WORK REQUIRED ->
Transcribe word for word the part of the listing that runs from the line containing "the white countertop" down to the line containing "316, 149, 333, 210", including both of those lines.

- - - - - - -

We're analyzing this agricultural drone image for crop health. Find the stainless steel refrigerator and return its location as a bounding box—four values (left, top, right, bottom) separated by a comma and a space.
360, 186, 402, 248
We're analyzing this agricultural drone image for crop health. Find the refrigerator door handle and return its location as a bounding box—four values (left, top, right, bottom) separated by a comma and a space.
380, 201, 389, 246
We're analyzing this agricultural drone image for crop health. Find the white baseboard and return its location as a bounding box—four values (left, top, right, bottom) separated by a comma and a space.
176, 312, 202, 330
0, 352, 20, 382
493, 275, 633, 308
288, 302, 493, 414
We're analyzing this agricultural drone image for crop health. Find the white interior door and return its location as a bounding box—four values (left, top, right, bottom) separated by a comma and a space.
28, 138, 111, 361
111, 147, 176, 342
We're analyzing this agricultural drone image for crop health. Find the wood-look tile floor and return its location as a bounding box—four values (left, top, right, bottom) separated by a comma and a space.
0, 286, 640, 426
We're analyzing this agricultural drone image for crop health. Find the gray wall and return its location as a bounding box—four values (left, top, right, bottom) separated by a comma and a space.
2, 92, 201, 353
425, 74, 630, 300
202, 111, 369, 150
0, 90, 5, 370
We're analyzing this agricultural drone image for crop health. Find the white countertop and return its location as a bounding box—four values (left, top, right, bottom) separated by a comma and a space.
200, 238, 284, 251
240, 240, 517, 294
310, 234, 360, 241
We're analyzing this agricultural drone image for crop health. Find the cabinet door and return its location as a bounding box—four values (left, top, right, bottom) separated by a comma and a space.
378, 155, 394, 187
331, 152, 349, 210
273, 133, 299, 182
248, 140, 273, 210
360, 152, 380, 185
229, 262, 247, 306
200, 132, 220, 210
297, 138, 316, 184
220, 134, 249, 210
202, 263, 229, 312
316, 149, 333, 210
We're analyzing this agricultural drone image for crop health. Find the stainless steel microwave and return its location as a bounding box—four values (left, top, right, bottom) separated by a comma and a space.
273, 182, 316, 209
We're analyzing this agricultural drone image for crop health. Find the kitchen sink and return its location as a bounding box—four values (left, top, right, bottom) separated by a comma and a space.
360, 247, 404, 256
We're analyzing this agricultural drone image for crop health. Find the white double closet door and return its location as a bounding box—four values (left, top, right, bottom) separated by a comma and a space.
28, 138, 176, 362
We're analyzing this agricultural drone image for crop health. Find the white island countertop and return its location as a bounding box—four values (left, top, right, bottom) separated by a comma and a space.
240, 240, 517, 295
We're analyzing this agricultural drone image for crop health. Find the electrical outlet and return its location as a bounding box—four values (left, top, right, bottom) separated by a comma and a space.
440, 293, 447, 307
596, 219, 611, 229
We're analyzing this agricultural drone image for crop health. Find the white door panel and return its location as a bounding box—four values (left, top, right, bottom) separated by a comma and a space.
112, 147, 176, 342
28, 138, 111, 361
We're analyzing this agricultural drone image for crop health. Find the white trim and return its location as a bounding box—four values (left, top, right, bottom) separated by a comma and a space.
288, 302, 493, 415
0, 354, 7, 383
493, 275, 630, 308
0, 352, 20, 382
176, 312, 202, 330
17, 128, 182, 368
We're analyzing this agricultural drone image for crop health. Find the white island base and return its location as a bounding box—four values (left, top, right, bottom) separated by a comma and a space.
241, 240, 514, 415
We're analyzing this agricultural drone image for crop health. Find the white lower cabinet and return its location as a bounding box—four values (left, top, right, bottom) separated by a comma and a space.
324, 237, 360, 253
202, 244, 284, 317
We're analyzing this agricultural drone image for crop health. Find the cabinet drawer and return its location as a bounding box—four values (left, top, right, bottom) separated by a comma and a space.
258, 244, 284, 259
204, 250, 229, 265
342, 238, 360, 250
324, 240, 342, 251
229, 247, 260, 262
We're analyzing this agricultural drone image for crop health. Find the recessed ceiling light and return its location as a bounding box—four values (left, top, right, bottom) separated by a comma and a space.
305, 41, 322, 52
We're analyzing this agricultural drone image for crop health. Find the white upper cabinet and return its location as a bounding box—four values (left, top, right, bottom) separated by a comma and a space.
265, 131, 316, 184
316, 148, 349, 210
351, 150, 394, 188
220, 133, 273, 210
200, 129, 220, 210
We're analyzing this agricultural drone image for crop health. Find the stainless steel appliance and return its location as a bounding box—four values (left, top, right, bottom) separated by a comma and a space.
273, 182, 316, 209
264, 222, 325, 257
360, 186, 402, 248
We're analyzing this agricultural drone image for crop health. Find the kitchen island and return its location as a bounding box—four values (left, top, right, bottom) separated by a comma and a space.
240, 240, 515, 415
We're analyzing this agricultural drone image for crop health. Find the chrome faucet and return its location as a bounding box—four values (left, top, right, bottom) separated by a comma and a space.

- - - - - - -

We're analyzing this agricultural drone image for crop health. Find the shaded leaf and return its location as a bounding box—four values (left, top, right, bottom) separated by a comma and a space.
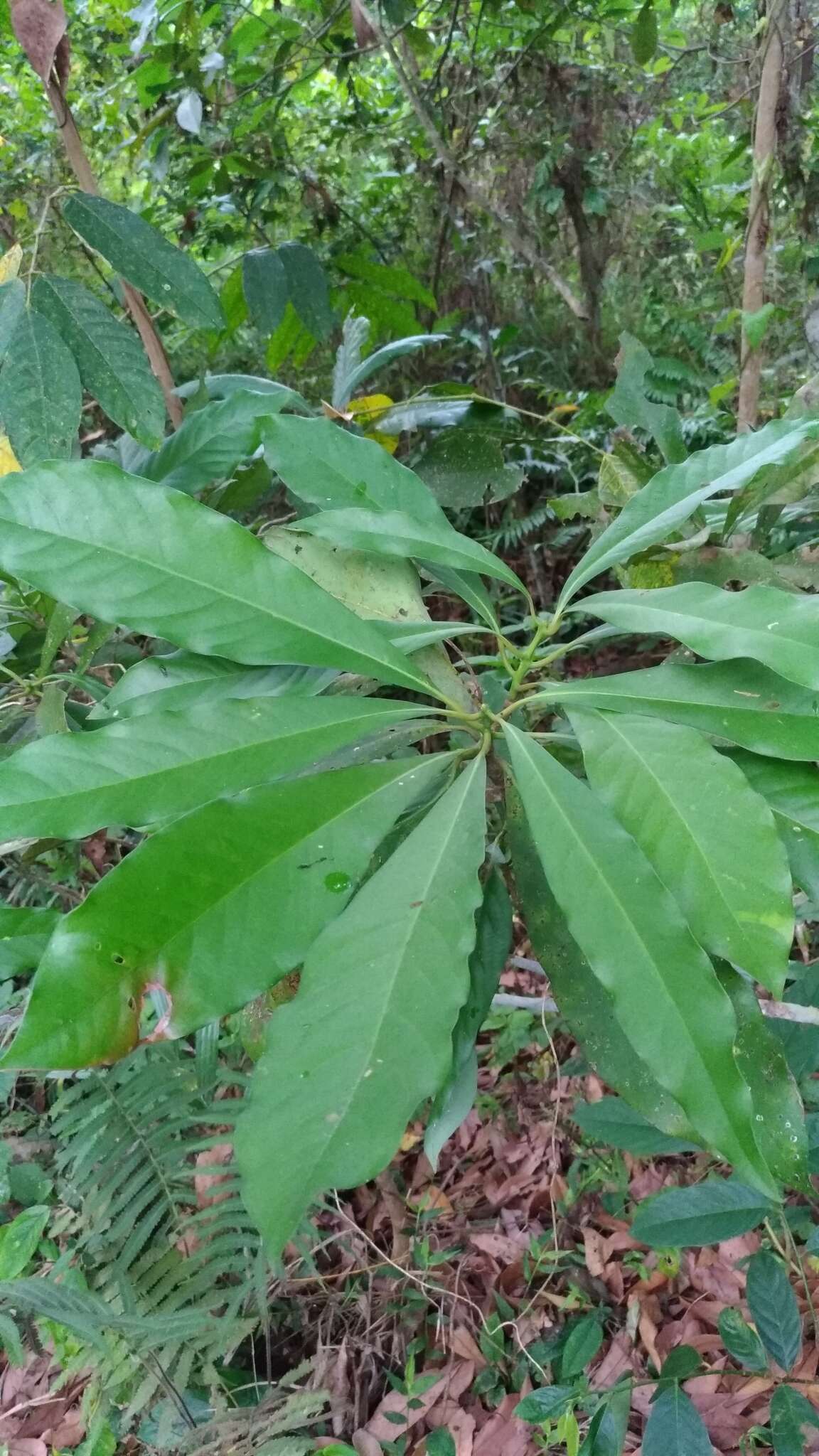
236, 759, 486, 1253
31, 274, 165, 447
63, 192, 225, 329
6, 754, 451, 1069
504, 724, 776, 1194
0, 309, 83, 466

- - - - - - -

COMPLETE ANSWER ->
We're analyzing this agricultural drone image for crop health. Find the white countertop and return its location as a bounding box—four values (left, top, right, bottom) separated by a comma and a space.
200, 238, 284, 251
240, 240, 517, 294
310, 234, 360, 241
We're analyzing this agricultural drone image for crop health. Find the cabinet door and return its location as a bounding box—four values (left, top, right, bottom) separated by a comma and a space.
378, 155, 394, 187
331, 152, 349, 210
273, 133, 299, 182
248, 140, 273, 210
360, 152, 380, 185
229, 262, 247, 306
200, 132, 220, 210
297, 138, 316, 184
220, 134, 249, 210
202, 263, 229, 312
316, 149, 333, 210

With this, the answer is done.